**DIRECTION:** Skip the images. Copy the records exactly as written.

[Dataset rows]
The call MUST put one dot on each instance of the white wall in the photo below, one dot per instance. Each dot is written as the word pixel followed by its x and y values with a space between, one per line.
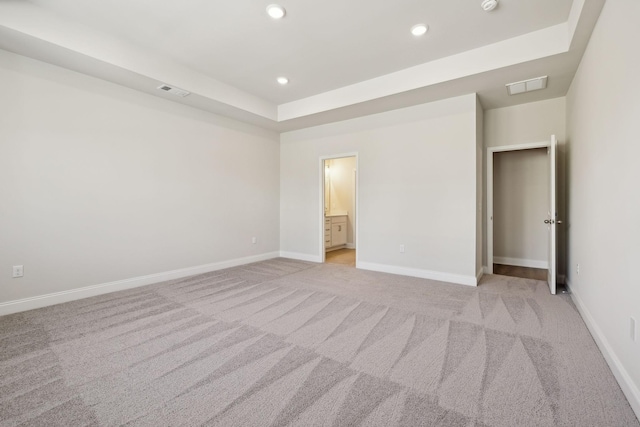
pixel 520 200
pixel 603 123
pixel 101 183
pixel 523 124
pixel 417 187
pixel 480 252
pixel 342 193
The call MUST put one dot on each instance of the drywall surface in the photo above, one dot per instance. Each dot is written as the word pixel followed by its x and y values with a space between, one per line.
pixel 520 199
pixel 101 183
pixel 417 186
pixel 604 197
pixel 523 124
pixel 479 187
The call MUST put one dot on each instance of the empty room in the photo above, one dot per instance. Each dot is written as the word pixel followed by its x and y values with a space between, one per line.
pixel 355 213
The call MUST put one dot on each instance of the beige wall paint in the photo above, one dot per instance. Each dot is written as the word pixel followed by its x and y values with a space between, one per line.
pixel 405 158
pixel 342 191
pixel 520 198
pixel 604 196
pixel 101 183
pixel 523 124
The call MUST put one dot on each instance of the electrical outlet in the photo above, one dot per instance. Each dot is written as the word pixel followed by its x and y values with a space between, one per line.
pixel 18 271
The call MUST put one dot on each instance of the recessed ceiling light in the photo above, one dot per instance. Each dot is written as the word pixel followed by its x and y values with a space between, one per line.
pixel 276 11
pixel 419 29
pixel 489 5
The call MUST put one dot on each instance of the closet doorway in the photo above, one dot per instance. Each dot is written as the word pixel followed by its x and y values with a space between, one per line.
pixel 339 209
pixel 522 217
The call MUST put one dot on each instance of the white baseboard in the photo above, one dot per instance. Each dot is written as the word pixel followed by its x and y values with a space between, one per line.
pixel 40 301
pixel 521 262
pixel 629 388
pixel 423 274
pixel 336 248
pixel 301 257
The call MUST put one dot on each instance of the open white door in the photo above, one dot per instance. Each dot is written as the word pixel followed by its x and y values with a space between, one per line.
pixel 552 217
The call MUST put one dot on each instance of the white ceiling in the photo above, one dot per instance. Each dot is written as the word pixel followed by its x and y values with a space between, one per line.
pixel 343 58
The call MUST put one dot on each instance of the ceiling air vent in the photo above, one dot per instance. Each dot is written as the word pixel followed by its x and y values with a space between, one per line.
pixel 174 90
pixel 527 85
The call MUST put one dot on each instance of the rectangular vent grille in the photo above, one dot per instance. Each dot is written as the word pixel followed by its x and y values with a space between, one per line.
pixel 527 85
pixel 174 90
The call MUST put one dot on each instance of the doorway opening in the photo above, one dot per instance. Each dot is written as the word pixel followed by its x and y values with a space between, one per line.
pixel 339 214
pixel 521 211
pixel 520 197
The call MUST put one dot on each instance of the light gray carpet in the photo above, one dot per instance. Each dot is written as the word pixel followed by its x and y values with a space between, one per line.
pixel 284 342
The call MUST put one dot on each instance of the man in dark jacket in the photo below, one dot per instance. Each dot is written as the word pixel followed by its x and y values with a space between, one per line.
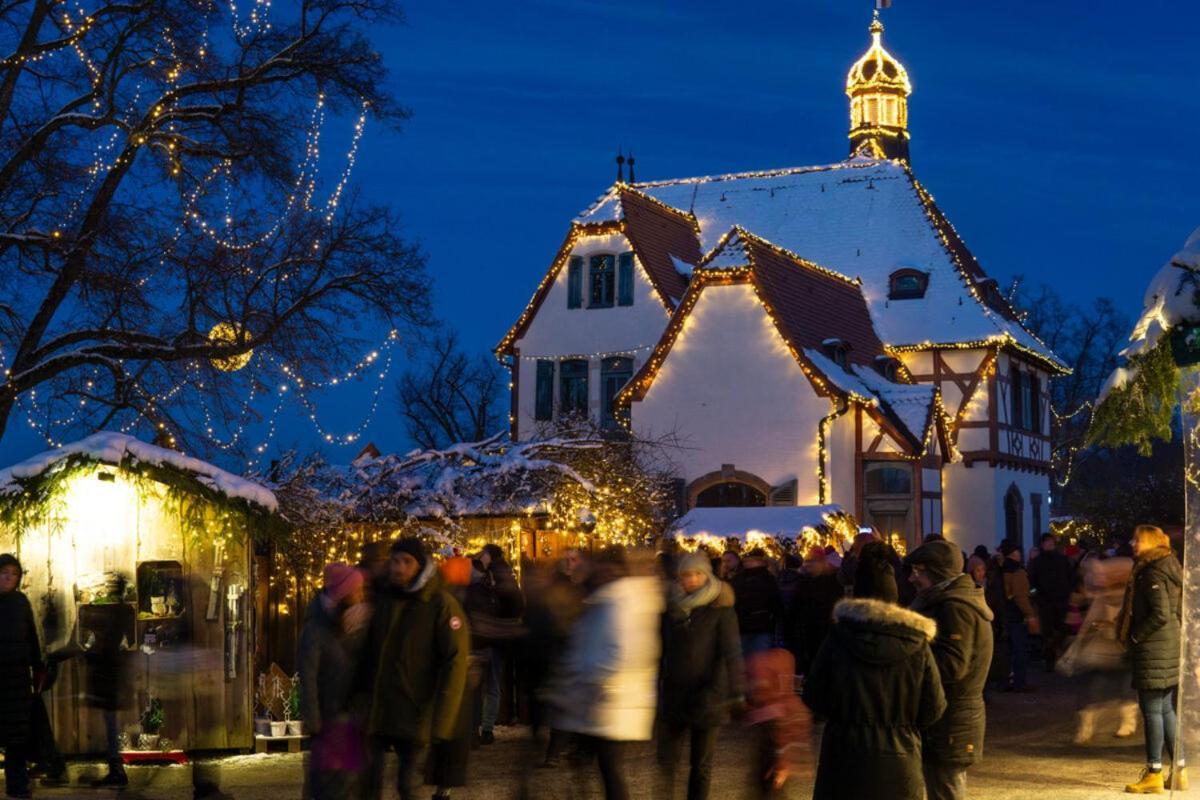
pixel 876 683
pixel 702 673
pixel 21 660
pixel 963 651
pixel 1053 579
pixel 756 601
pixel 414 666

**TASK RESPONSE:**
The call MUST put one dot on each instance of the white wall in the photo below, one dot per instance. Each dot is written as the word pixel followed by its x and y values with a space between, one per line.
pixel 520 200
pixel 603 123
pixel 101 183
pixel 523 124
pixel 417 187
pixel 480 252
pixel 342 193
The call MUST put one dot on each instance of the drywall surface in the photo above, one dot per instance. Each dot is written as the word pixel followed by its x and y values with a space between, one per line.
pixel 520 199
pixel 101 183
pixel 417 186
pixel 604 197
pixel 523 124
pixel 479 187
The call MUST put one dot on each instance of the empty room in the photo above, one dot per instance. Each dot is written as the word pixel followed by its x and y values with a space between, one per line.
pixel 355 213
The call MUST put one dot on each instance of the beige wall paint in the photo above, one dot per instance. Each dot is written as the word pixel followed by its x and y values with a space between, one per line.
pixel 405 158
pixel 342 191
pixel 520 198
pixel 604 196
pixel 101 183
pixel 523 124
The call MUST put one dot on each instance of the electrical outlet in the photo above, one dot per instance. Each dot is written as the word pixel followed by its x and y values with a space between, one per line.
pixel 18 271
The call MUST put one dot on each instance of the recessed ceiling light in the photo above, one dot per instance. Each dot is written as the word pixel followed by its x and y values with a space between, one per line.
pixel 276 11
pixel 419 29
pixel 489 5
The call MUST put one dot on each instance of the closet doorway in the photo above, one dot per instance. Each dot is written as the word pixel followed by its x and y values with a space between, one per line.
pixel 339 209
pixel 522 217
The call MUST put one dot on each instance of the white baseboard in the photo above, one dot per instance. Each dot is written as the word pixel followed by its x and y values with a space between, one per line.
pixel 40 301
pixel 521 262
pixel 629 388
pixel 423 274
pixel 336 248
pixel 301 257
The call MUST put one dot on each instance of the open white door in the photo above, one dot per instance. Each dot is written as the word pixel followed by its x and y values with a space between, one per line.
pixel 552 217
The call MUST put one dot on each instance of the white ceiling in the photo above, one dot per instance. Each dot is written as the word pixel followed by its x and y values with a space between, one per line.
pixel 343 58
The call MUST put one dot on each instance of the ceiling air vent in the photo above, one dot per instance. Each dot is written as the word pixel followed by its x and y values with a space between, one per line.
pixel 174 90
pixel 527 85
The call MUST put one dot on each instance of the rectangular vent grille in the photo above, one dot per instance. Each dot is written as the word pixel followed by its x and y values with a space between, one per line.
pixel 527 85
pixel 174 90
The call MUST put one dot on each instance of the doorway opening in the photo above, one dot per instance. Each dot is written as the word pixel followed by its x and y values with a space between, one per line.
pixel 339 214
pixel 521 211
pixel 520 197
The call MUST put one dot on each instance of the light gray carpet in the photo above, one dot per instance. Each dot is written as the word pixel followed by its x and y values with a space between, one per line.
pixel 284 342
The call MUST put one dot on each instance of the man in dark jacket in the photo below, one dot per instance. Each dot is written as the word pixel followed by its x and y values with a space between, one per line.
pixel 876 683
pixel 702 673
pixel 21 660
pixel 963 651
pixel 1053 579
pixel 756 601
pixel 414 666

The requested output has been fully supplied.